━━ LISTED RECORDS ━━

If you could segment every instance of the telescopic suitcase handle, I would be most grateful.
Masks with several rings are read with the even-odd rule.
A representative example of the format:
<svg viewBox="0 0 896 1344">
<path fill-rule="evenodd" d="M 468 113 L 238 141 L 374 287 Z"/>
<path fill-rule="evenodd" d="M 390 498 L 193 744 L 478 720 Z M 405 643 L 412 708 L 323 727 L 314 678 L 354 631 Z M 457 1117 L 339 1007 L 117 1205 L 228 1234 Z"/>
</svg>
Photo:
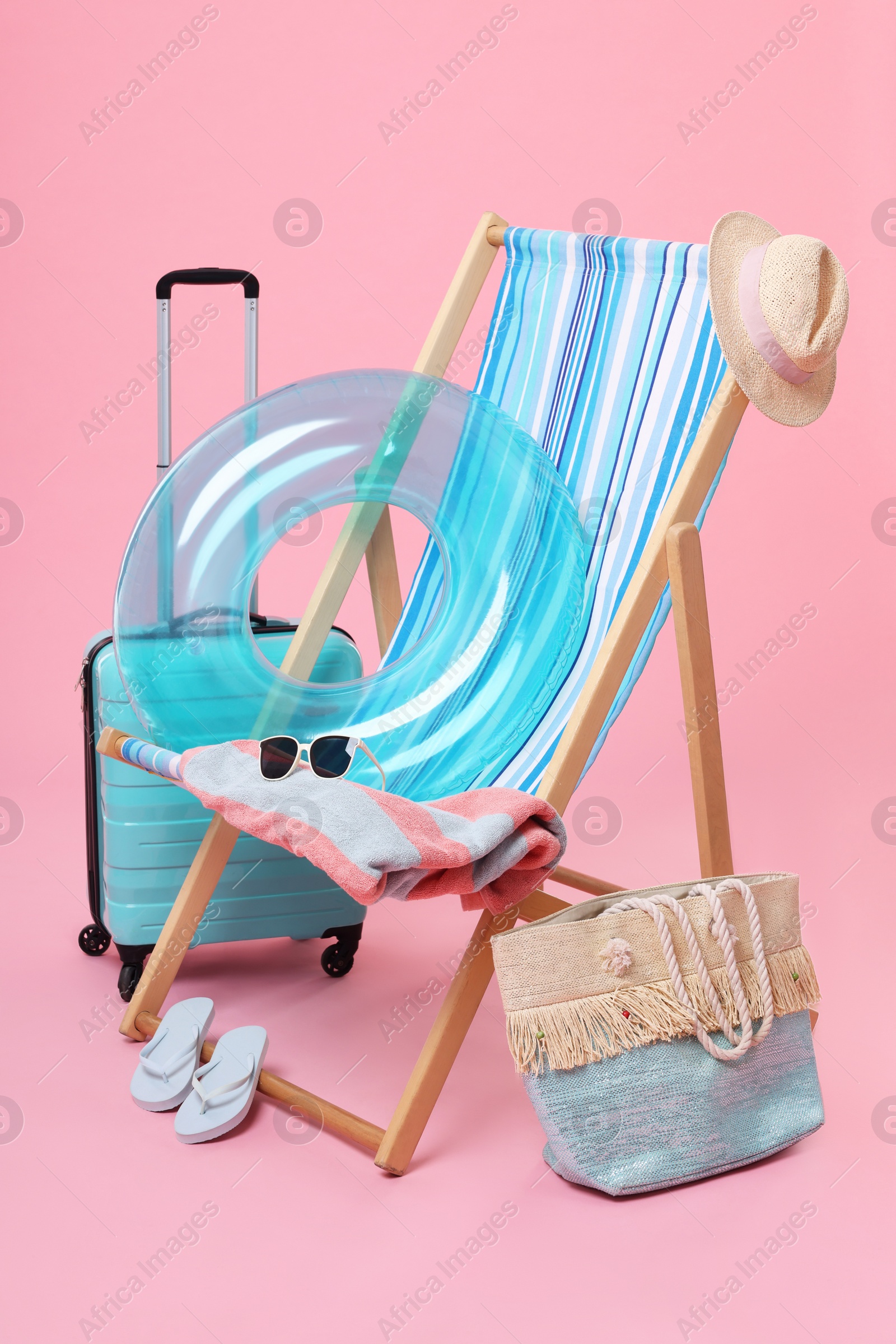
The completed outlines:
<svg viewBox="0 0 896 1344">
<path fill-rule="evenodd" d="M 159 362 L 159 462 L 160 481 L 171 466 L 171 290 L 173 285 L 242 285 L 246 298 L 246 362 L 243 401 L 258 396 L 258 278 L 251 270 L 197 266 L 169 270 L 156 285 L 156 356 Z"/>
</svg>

━━━
━━ LISTED RECORDS ━━

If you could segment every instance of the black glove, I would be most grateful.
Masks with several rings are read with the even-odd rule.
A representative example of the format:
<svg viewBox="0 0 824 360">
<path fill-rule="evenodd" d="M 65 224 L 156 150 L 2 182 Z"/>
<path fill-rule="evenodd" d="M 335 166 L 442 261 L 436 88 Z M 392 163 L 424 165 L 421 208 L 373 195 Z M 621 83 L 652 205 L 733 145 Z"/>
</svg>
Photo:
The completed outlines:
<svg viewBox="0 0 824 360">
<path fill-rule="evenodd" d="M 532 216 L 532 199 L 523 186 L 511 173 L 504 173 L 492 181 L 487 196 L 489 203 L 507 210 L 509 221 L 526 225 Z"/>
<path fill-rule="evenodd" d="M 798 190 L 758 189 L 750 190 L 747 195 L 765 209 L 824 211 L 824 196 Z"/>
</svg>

━━━

» **THE TASK**
Gather every line from the rows above that contains the string "evenodd" and copy each one in full.

» **TASK SOLUTION**
<path fill-rule="evenodd" d="M 468 113 L 238 141 L 374 287 Z"/>
<path fill-rule="evenodd" d="M 390 498 L 193 744 L 478 720 Z M 405 643 L 412 708 L 323 727 L 314 678 L 354 631 Z M 457 1117 L 339 1007 L 117 1205 L 228 1234 Z"/>
<path fill-rule="evenodd" d="M 159 362 L 159 462 L 160 481 L 171 466 L 171 290 L 173 285 L 242 285 L 246 298 L 246 362 L 243 401 L 258 396 L 258 278 L 251 270 L 197 266 L 169 270 L 156 285 L 156 356 Z"/>
<path fill-rule="evenodd" d="M 65 224 L 156 150 L 2 182 Z"/>
<path fill-rule="evenodd" d="M 335 166 L 442 261 L 436 88 Z M 392 163 L 424 165 L 421 208 L 373 195 Z M 621 83 L 652 205 L 733 145 Z"/>
<path fill-rule="evenodd" d="M 532 216 L 532 199 L 523 186 L 511 173 L 504 173 L 492 181 L 487 196 L 489 203 L 507 210 L 509 221 L 526 225 Z"/>
<path fill-rule="evenodd" d="M 798 190 L 758 189 L 750 190 L 747 195 L 765 209 L 824 211 L 824 196 Z"/>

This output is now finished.